(PROBLEM DETAILS):
Reproduce the complete listing without any deviation.

(Point labeling examples):

_____

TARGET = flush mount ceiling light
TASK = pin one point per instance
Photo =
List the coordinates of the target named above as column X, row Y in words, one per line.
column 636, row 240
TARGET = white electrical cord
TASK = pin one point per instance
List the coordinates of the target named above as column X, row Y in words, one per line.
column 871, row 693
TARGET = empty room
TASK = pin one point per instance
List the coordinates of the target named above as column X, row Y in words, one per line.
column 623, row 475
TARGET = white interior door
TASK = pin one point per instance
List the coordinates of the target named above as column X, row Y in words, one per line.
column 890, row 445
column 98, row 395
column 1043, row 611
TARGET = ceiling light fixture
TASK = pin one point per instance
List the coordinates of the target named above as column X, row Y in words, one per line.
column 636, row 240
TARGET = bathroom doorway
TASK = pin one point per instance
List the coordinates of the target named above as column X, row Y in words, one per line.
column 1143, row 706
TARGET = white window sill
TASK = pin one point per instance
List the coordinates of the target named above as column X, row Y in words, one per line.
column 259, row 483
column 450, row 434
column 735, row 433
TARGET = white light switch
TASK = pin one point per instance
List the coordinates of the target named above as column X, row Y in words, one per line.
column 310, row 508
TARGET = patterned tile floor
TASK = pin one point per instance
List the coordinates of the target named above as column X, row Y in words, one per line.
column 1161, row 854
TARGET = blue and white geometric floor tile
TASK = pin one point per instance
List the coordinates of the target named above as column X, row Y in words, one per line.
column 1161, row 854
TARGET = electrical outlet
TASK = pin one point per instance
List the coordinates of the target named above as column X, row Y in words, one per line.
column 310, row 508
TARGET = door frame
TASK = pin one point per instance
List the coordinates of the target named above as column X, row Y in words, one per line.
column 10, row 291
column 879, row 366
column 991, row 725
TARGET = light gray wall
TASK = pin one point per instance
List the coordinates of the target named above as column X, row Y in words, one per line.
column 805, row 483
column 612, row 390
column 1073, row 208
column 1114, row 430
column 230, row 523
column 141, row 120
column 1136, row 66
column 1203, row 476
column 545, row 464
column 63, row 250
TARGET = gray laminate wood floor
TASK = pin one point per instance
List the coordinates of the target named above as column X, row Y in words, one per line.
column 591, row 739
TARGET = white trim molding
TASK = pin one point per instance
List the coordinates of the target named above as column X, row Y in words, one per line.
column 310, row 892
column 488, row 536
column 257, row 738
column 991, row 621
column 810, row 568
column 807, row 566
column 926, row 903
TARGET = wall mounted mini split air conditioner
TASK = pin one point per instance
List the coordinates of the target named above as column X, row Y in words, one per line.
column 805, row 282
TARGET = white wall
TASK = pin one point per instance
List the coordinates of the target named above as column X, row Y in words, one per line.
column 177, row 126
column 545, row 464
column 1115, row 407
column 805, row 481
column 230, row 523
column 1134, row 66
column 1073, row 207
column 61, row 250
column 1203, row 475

_____

(TASK SOLUTION):
TARGET = flush mount ceiling light
TASK = pin one point per instance
Photo =
List the coordinates of the target named above as column X, row Y in words, one per line.
column 636, row 240
TARGET = white electrical cord
TASK = pin one point per instance
List the coordinates of the target named above as column X, row Y in words, one per line.
column 871, row 693
TARGET = empty room
TASK = pin one point per instance
List the coordinates of the target named above as column X, row Y in words, one per line.
column 623, row 475
TARGET = white interior door
TASK = pin one point per instance
List the coordinates of the target named above as column X, row Y in words, one per line.
column 890, row 445
column 98, row 395
column 1043, row 611
TARGET = ceiling light fixture
TASK = pin one point per instance
List the coordinates of the target named above as column X, row Y in words, one per line.
column 636, row 240
TARGET = bathroom doorway
TASK = pin one point per instance
List the coordinates of the target named above as column X, row Y in words, one per line.
column 1143, row 706
TARGET = white window sill
TASK = pin one point per instance
List the coordinates of the target named above as column X, row Y in words, one per line.
column 259, row 483
column 450, row 434
column 735, row 433
TARGET = white light switch
TASK = pin one point per instance
List the coordinates of the target named above as column X, row Y in words, one per line.
column 310, row 508
TARGET = patterned tile floor
TASK = pin one point per instance
List the coordinates of the target named above as column X, row Y in words, one per line.
column 1161, row 854
TARGET = blue and white geometric floor tile
TASK = pin one point per instance
List the coordinates of the target named above as column X, row Y in words, one per line.
column 1161, row 854
TARGET = electrical outlet
TASK = pin one point per instance
List the coordinates of the target named above as column X, row Y in words, one per line.
column 310, row 508
TARGET = door frame
TASK = pin one point per instance
List the coordinates of the target named above as column X, row Y in words, one per line.
column 10, row 291
column 879, row 366
column 991, row 725
TARGET = light gray wall
TASK = pin one point per instance
List the coordinates of the target named above as column X, row Y in words, one per line.
column 805, row 483
column 612, row 390
column 1073, row 208
column 1114, row 430
column 230, row 523
column 141, row 120
column 1136, row 66
column 1203, row 476
column 545, row 464
column 63, row 250
TARGET = gray laminate wood floor
TASK = pin one point per instance
List the coordinates of the target named above as column X, row Y in words, one per line.
column 591, row 739
TARGET = white trim molding
TASK = pin one point per instance
List the coordinates of the target named above as column X, row Y in words, one per line.
column 310, row 892
column 488, row 536
column 257, row 738
column 991, row 621
column 810, row 568
column 807, row 566
column 926, row 903
TARGET = wall mounted mini split air conditioner
TASK = pin one point per instance
List the coordinates of the target named above as column X, row Y in words, one per line.
column 805, row 282
TARGET = white wall
TASK = pin one point per instance
List the coordinates of the target named above as column X, row Y in words, one per line.
column 177, row 126
column 545, row 464
column 1115, row 407
column 805, row 481
column 230, row 523
column 1134, row 66
column 1073, row 207
column 61, row 250
column 1203, row 475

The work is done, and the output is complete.